+++ RECORDS PROVIDED

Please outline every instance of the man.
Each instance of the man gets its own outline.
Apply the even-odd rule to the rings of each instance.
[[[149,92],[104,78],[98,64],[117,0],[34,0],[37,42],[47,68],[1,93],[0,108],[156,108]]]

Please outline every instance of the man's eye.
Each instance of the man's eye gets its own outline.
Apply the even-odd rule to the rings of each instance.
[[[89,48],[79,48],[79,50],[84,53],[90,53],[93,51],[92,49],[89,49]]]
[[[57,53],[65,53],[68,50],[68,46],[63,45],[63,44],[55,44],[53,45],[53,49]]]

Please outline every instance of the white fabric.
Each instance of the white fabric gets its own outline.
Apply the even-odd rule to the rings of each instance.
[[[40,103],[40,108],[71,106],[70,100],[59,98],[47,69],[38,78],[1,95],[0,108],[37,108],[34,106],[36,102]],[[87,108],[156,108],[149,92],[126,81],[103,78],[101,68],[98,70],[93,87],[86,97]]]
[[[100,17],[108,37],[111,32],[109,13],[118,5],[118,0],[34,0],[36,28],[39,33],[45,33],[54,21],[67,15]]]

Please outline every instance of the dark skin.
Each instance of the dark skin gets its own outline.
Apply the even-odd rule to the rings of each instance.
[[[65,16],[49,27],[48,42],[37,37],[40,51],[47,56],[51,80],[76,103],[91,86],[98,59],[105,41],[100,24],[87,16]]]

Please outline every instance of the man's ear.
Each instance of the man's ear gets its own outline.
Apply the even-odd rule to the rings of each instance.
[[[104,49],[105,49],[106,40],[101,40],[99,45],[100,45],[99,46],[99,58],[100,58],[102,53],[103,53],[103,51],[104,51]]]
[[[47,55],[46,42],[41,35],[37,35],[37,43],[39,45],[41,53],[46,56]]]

++++++

PROBLEM DETAILS
Please report each line of the data above that contains the word "outline", copying the line in full. Case counts.

SOLUTION FOR THIS EXERCISE
Please outline every instance of the man.
Each instance of the man gets its own outline.
Please outline every instance of the man's eye.
Each instance of the man's eye gets its own outline.
Please outline every instance of the white fabric.
Each instance of the white fabric gets its own outline.
Please outline every instance of the dark skin.
Each instance of the dark skin gets its own outline.
Please outline every instance of the man's ear.
Each instance of the man's ear gets its own outline.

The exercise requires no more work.